I’ve said it before and I’ll keep harping on it, I don’t understand all this love for Toy Story 3 and would be much happier if people replaced How to Train Your Dragon wherever I see the former.  OK, yes, the scene at the end got the room a little dusty.  But otherwise it is just the toys being placed in crappy situation after crappy situation.  I didn’t see the heart or wit that were the hallmarks of the first two films.  I’m not suggesting this film was bad, just that people are perhaps lauding it with praise left over from 1 and 2.

127 Hours is perfectly adequate.  The script is generally taut and engaging, though it may rely a little too heavily on the dream sequences.  Especially considering it really is a one trick pony: a hiker gets stuck and (SPOILER ALERT!) cuts off his arm, the end.  It is hard to envision how that simple story could make for a compelling story, so kudos to Danny Boyle and Simon Beaufoy for turning in a relatively interesting screenplay.

He's coming for...

Clearly though, Aaron Sorkin’s script for the The Social Network is tops here and it isn’t particularly close.  Thank goodness it qualifies as an adapted screenplay so there’s no chance of it losing to the juggernaut that is The King’s Speech.  From the opening seconds of the film, you know you are in for something uniquely Aaron Sorkin.  And something amazing.  I undoubtedly felt, while the movie was still going on, that I was watching something epic.  I think it is mistake to take the film for something grandiose, like generation-defining.  But that doesn’t make the movie any less enthralling, filled with clever lines and fascinating scenes.  Sorkin’s screenplay is the best one of the year, and maybe the best we’ve seen in awhile.
+ + +
[WORK TO DO]
1. Summarize the film commentary in two sentences.
2. According to the film commentary, who wrote the screenplay for 127 Hours?
The records aren't needed to work with the film commentary.
+ + +
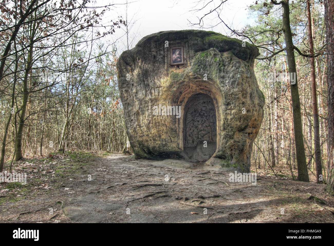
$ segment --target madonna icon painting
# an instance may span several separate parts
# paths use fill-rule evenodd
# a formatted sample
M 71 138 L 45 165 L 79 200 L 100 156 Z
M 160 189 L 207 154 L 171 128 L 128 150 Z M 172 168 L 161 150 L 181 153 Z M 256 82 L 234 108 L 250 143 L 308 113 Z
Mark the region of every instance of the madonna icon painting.
M 170 65 L 183 64 L 183 48 L 175 47 L 170 48 Z

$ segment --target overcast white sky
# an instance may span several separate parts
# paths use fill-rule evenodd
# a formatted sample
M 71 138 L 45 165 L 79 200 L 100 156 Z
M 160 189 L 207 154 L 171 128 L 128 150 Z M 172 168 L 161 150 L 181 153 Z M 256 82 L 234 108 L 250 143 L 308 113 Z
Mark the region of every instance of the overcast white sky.
M 111 2 L 111 0 L 97 0 L 101 5 Z M 200 8 L 209 0 L 202 1 L 195 0 L 128 0 L 128 18 L 129 21 L 136 21 L 131 27 L 129 40 L 132 42 L 130 48 L 133 48 L 142 37 L 151 33 L 161 31 L 171 30 L 198 29 L 198 25 L 193 26 L 189 21 L 193 23 L 198 22 L 198 17 L 201 17 L 211 9 L 214 5 L 207 6 L 205 11 L 195 12 L 192 10 Z M 198 2 L 199 4 L 197 4 Z M 220 0 L 214 0 L 216 6 L 220 3 Z M 231 28 L 236 29 L 242 29 L 250 22 L 247 18 L 247 6 L 254 3 L 253 0 L 228 0 L 224 4 L 221 12 L 221 17 Z M 122 4 L 126 0 L 112 0 L 113 3 Z M 196 6 L 197 5 L 197 6 Z M 121 15 L 125 18 L 125 5 L 117 5 L 114 10 L 108 14 L 108 18 L 114 20 L 118 15 Z M 210 19 L 206 19 L 203 27 L 207 27 L 216 24 L 220 20 L 216 18 L 216 14 L 212 13 Z M 131 26 L 131 24 L 130 24 Z M 213 28 L 203 29 L 213 30 L 224 35 L 230 35 L 230 31 L 222 24 Z M 119 39 L 116 43 L 118 52 L 120 54 L 126 47 L 126 39 L 121 37 L 125 32 L 118 29 L 113 35 L 114 40 Z

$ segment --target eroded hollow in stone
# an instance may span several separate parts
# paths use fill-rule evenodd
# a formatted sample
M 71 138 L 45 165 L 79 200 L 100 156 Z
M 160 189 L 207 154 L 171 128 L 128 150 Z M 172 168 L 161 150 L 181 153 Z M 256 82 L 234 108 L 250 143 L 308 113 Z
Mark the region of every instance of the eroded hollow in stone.
M 212 98 L 202 93 L 191 96 L 183 113 L 182 155 L 188 161 L 207 160 L 217 148 L 217 119 Z

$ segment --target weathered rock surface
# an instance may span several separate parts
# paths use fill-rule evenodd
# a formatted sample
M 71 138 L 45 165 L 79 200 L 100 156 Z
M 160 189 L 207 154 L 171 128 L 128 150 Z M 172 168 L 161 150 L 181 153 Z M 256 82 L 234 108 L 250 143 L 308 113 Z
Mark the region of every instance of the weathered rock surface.
M 243 44 L 212 31 L 169 31 L 122 54 L 118 85 L 136 156 L 207 160 L 220 170 L 249 171 L 264 97 L 253 68 L 258 50 Z M 177 47 L 183 64 L 172 66 L 170 49 Z M 156 115 L 164 106 L 181 112 Z

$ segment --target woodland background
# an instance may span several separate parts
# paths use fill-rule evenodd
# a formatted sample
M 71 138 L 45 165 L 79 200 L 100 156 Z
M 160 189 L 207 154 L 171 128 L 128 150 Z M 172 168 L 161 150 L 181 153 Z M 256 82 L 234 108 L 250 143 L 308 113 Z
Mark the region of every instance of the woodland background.
M 199 18 L 202 14 L 197 11 L 207 10 L 206 16 L 214 16 L 217 24 L 229 28 L 231 36 L 259 48 L 261 55 L 255 70 L 266 102 L 264 117 L 253 146 L 252 169 L 297 178 L 296 126 L 287 76 L 289 70 L 284 50 L 283 9 L 276 1 L 256 1 L 249 7 L 255 23 L 237 30 L 225 24 L 219 11 L 226 1 L 216 1 L 210 8 L 214 1 L 200 1 L 200 7 L 194 10 Z M 329 148 L 329 56 L 324 2 L 301 0 L 290 1 L 289 5 L 291 36 L 297 48 L 293 52 L 306 164 L 310 179 L 322 182 L 328 175 Z M 11 169 L 14 162 L 23 157 L 68 150 L 120 152 L 124 149 L 127 137 L 116 67 L 119 49 L 105 41 L 116 31 L 122 31 L 126 36 L 126 49 L 135 44 L 130 28 L 133 22 L 128 21 L 127 14 L 108 16 L 106 24 L 102 21 L 114 7 L 97 6 L 91 0 L 0 3 L 0 171 Z M 194 28 L 210 29 L 201 19 L 192 24 Z M 271 76 L 273 74 L 277 76 Z M 316 165 L 317 150 L 320 171 Z M 317 174 L 317 166 L 322 180 Z

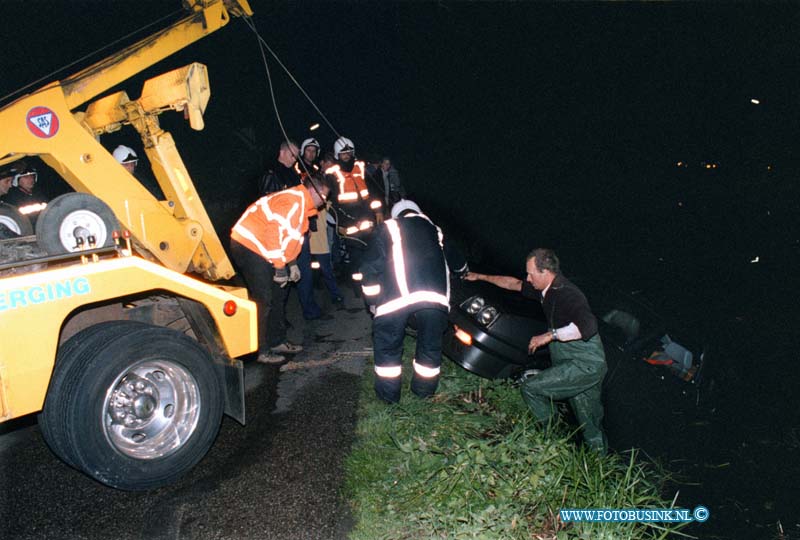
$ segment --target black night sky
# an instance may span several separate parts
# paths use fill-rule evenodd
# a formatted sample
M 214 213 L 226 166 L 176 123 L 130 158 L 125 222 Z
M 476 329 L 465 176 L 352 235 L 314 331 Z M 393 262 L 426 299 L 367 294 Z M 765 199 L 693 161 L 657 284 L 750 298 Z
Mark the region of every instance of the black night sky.
M 795 526 L 800 4 L 251 5 L 357 154 L 391 155 L 424 210 L 476 239 L 474 268 L 521 275 L 525 253 L 554 247 L 567 275 L 644 291 L 713 343 L 724 388 L 714 422 L 727 438 L 689 456 L 703 483 L 692 503 L 730 519 L 720 531 Z M 179 10 L 179 0 L 3 2 L 0 96 Z M 289 136 L 321 122 L 314 136 L 330 149 L 336 136 L 269 60 Z M 136 98 L 146 78 L 192 61 L 209 68 L 206 130 L 161 121 L 224 231 L 281 132 L 240 20 L 122 87 Z M 103 142 L 131 140 L 128 128 Z M 771 442 L 756 449 L 759 438 Z M 723 461 L 733 465 L 702 472 Z

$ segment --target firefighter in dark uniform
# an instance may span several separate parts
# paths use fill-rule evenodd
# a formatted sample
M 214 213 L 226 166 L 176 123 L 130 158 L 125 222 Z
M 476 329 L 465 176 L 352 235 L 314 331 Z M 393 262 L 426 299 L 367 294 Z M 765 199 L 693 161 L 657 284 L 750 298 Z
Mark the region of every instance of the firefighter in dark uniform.
M 333 212 L 339 236 L 350 256 L 351 276 L 359 283 L 358 271 L 364 250 L 369 245 L 375 225 L 383 221 L 383 204 L 369 193 L 363 161 L 355 159 L 355 146 L 347 137 L 333 143 L 336 163 L 325 170 L 328 182 L 334 188 L 331 194 Z
M 360 267 L 364 299 L 374 315 L 375 393 L 383 401 L 400 400 L 403 339 L 411 315 L 417 326 L 411 391 L 419 397 L 436 392 L 450 268 L 463 274 L 466 262 L 455 250 L 445 250 L 439 227 L 412 201 L 395 204 L 392 219 L 377 227 Z
M 523 282 L 511 276 L 468 273 L 468 281 L 488 281 L 498 287 L 521 291 L 542 303 L 550 330 L 531 337 L 528 351 L 547 345 L 552 366 L 520 386 L 522 398 L 533 415 L 544 424 L 553 417 L 553 400 L 569 401 L 583 425 L 583 438 L 592 449 L 606 452 L 603 433 L 601 390 L 606 374 L 606 356 L 597 333 L 597 319 L 583 292 L 561 274 L 558 257 L 549 249 L 535 249 L 526 261 Z

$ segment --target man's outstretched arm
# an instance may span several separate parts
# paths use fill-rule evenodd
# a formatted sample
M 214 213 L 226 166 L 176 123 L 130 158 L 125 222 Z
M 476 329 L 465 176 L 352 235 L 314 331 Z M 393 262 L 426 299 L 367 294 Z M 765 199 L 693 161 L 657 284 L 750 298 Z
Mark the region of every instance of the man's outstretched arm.
M 494 276 L 491 274 L 479 274 L 477 272 L 467 272 L 464 276 L 466 281 L 486 281 L 497 287 L 508 289 L 509 291 L 521 291 L 522 280 L 511 276 Z

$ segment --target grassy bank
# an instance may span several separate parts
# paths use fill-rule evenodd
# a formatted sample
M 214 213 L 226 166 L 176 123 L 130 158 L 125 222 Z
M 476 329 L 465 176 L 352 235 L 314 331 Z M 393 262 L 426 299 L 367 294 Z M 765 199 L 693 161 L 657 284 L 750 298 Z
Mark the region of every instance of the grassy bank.
M 407 340 L 406 351 L 413 350 Z M 664 508 L 635 455 L 599 457 L 531 423 L 518 389 L 449 361 L 439 393 L 388 406 L 364 377 L 346 493 L 353 539 L 660 538 L 660 524 L 563 524 L 559 508 Z M 371 371 L 371 370 L 370 370 Z M 408 360 L 404 377 L 410 372 Z

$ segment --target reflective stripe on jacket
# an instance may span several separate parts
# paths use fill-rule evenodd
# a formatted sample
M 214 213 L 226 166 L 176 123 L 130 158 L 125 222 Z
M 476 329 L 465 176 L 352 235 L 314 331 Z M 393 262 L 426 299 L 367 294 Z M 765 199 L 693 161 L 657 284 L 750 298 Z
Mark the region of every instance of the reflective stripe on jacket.
M 285 189 L 251 204 L 233 226 L 231 238 L 283 268 L 300 254 L 308 218 L 316 214 L 308 189 Z
M 415 306 L 450 309 L 442 231 L 423 214 L 383 222 L 361 265 L 361 289 L 375 317 Z

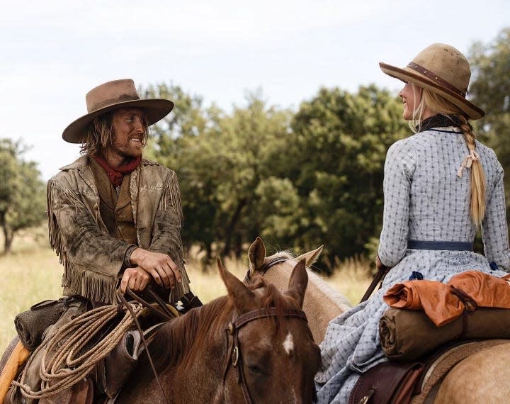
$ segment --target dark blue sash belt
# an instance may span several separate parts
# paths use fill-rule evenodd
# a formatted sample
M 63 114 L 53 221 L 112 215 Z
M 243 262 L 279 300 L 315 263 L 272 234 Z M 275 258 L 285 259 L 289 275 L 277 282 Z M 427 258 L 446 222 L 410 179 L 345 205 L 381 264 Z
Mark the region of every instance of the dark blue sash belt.
M 472 251 L 472 243 L 463 241 L 419 241 L 410 240 L 407 248 L 412 249 L 454 249 Z

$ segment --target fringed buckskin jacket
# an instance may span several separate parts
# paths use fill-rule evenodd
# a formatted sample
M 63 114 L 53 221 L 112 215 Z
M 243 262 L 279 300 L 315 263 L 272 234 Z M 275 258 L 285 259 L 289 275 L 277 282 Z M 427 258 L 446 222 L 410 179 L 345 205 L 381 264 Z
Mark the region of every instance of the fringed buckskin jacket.
M 67 296 L 115 301 L 125 255 L 132 244 L 111 237 L 100 214 L 100 198 L 89 157 L 60 169 L 47 184 L 50 242 L 64 265 Z M 178 301 L 189 291 L 184 269 L 181 193 L 176 173 L 142 159 L 129 182 L 137 245 L 167 254 L 181 271 L 182 283 L 171 293 Z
+ + +
[ANSWERS TO THE EXERCISE]
1. The writer thinks Toy Story 3 is praised more than it deserves because it lacks the heart and wit of the first two films, and calls 127 Hours perfectly adequate, with a relatively interesting screenplay. Aaron Sorkin's script for The Social Network is judged clearly the best, possibly the best screenplay seen in a while.

2. Danny Boyle and Simon Beaufoy.